[start]

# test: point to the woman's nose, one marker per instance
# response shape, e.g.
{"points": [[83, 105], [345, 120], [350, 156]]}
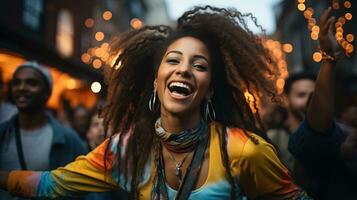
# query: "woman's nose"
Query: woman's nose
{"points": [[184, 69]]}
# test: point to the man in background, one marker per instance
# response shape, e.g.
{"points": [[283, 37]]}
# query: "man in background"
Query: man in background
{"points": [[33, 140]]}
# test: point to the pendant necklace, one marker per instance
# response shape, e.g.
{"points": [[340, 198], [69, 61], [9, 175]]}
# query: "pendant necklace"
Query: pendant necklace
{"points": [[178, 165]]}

[end]
[start]

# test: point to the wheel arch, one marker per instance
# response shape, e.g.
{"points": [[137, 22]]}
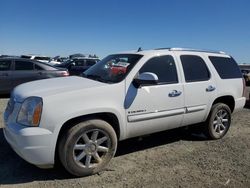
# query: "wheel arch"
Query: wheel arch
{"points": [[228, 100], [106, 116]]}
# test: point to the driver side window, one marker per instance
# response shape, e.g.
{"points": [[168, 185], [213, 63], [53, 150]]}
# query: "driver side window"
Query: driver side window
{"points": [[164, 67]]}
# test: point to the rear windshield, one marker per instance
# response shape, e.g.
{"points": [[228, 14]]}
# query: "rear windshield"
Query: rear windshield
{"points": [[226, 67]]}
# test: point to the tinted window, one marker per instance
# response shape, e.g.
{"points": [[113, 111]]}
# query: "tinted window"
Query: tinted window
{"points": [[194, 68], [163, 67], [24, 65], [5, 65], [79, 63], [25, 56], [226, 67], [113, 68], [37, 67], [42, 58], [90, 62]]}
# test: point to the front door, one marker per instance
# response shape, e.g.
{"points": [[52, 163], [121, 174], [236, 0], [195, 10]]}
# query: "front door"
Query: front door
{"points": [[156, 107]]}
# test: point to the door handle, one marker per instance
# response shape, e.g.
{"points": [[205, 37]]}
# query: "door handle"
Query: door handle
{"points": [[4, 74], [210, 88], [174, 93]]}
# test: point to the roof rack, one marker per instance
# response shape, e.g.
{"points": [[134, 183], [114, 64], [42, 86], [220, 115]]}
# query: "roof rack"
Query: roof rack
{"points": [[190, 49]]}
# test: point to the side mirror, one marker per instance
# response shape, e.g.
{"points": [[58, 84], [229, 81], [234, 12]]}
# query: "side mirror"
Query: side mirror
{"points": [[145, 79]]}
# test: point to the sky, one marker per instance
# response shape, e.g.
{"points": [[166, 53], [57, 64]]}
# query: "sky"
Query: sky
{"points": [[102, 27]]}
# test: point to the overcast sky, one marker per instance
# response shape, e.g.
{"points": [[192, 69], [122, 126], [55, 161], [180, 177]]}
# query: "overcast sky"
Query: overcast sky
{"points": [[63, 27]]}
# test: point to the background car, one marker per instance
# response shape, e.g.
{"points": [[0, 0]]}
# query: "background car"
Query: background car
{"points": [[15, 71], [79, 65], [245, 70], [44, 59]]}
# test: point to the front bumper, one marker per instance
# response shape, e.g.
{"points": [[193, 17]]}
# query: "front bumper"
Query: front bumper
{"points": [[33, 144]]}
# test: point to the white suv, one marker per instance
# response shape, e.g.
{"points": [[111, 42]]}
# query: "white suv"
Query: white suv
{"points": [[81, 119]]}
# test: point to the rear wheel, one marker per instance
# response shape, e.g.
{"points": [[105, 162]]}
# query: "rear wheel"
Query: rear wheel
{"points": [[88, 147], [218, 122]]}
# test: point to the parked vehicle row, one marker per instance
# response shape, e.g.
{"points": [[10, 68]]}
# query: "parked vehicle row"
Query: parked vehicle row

[end]

#### Directions for this task
Count the lines in the rows above that contain the word "arch", and reply with that number alone.

#### Solution for this problem
3